**PROBLÈME POSÉ A**
Répondez à ces questions sur l'extrait de l'arrêt de la cour d'appel placé plus bas :
(i) De quand date le jugement déféré à la Cour ?
(ii) Quel est le numéro d'inscription au répertoire général ?
(iii) À quel barreau appartient l'avocat qui assiste l'appelant ?

**EXTRAIT SOURCE**
France | France, Cour d'appel de Paris, Pôle 2 - chambre 1, 17 mai 2011, 10/06089


Grosses délivrées

REPUBLIQUE FRANCAISE aux parties le : AU NOM DU PEUPLE FRANCAIS

COUR D'APPEL DE PARIS Pôle 2- Chambre 1
ARRET DU 17 MAI 2011
(no 174, 5 pages)
Numéro d'inscription au répertoire général : 10/ 06089
Décision déférée à la Cour : jugement du 9 juillet 2008- Tribunal de Grande Instance de PARIS-RG no 07/ 06659

APPELANT
Monsieur Serge X...... 85680 LA GUERINIERE représenté par Me Luc COUTURIER, avoué à la Cour assisté de Maître Bertrand BRECHETEAU, avocat au barreau d'ANGERS AVOCONSEIL

INTIMES
Monsieur L'AGE

NT JUDICIAIRE DU TRESOR Bâtiment CONDORCET-6 rue Louise Weiss 75703 PARIS CEDEX13 représenté par Me Frédéri...

Grosses délivrées

REPUBLIQUE FRANCAISE aux parties le : AU NOM DU PEUPLE FRANCAIS

COUR D'APPEL DE PARIS Pôle 2- Chambre 1
ARRET DU 17 MAI 2011
(no 174, 5 pages)

**ENTRÉES AFFICHÉES**
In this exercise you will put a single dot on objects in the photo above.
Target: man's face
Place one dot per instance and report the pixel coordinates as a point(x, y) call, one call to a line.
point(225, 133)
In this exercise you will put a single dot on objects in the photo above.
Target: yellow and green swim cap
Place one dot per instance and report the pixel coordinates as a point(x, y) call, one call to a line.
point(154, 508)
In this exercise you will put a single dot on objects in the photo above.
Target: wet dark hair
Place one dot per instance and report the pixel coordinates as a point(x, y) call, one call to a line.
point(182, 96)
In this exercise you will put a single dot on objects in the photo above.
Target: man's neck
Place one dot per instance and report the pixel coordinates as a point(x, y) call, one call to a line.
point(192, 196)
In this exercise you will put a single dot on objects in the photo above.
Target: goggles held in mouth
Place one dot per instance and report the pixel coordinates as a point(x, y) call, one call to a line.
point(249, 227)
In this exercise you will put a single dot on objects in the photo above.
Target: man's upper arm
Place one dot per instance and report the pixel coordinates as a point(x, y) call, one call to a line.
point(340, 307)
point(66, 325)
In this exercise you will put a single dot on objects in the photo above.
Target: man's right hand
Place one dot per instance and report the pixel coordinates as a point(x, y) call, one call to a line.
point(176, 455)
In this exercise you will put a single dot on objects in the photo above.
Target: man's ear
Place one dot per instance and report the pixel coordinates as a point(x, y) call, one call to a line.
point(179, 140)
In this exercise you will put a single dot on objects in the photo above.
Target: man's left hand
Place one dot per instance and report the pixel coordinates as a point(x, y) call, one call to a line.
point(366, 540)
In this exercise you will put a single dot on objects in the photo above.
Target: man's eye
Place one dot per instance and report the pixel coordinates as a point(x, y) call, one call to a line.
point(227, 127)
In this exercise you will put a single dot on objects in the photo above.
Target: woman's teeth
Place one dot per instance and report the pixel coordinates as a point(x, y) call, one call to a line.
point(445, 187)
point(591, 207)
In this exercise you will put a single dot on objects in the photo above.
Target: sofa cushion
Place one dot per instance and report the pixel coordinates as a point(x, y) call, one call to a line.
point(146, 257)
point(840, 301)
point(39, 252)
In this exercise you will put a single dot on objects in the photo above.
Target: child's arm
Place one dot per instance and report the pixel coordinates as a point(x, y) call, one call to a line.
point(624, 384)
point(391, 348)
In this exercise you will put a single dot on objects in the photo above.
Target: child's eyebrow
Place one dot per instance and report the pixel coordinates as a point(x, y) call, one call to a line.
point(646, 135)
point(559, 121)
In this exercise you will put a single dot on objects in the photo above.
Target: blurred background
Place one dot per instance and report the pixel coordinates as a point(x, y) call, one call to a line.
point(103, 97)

**PROBLÈME POSÉ B**
Recopiez sans rien changer le passage des entrées qui va de leur début jusqu'à la ligne contenant « point(154, 508) », cette ligne comprise.

**RÉPONSE ATTENDUE A**
(i) Du 9 juillet 2008.
(ii) 10/ 06089.
(iii) Au barreau d'Angers.

**RÉPONSE ATTENDUE B**
In this exercise you will put a single dot on objects in the photo above.
Target: man's face
Place one dot per instance and report the pixel coordinates as a point(x, y) call, one call to a line.
point(225, 133)
In this exercise you will put a single dot on objects in the photo above.
Target: yellow and green swim cap
Place one dot per instance and report the pixel coordinates as a point(x, y) call, one call to a line.
point(154, 508)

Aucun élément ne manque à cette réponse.